◆ Task to complete: Count the lines in the listing below that contain the string "thick", treating uppercase and lowercase as different, and reply with the number only.
start Records supplied
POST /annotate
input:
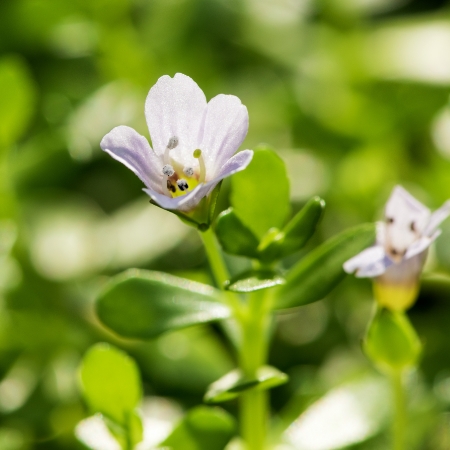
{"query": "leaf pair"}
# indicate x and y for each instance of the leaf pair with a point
(111, 386)
(143, 304)
(255, 226)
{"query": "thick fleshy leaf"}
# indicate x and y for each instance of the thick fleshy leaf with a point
(143, 304)
(295, 234)
(225, 127)
(346, 415)
(203, 428)
(254, 280)
(260, 194)
(321, 270)
(234, 382)
(133, 150)
(175, 107)
(17, 93)
(110, 383)
(234, 237)
(391, 341)
(371, 262)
end Records supplied
◆ Completed task: 2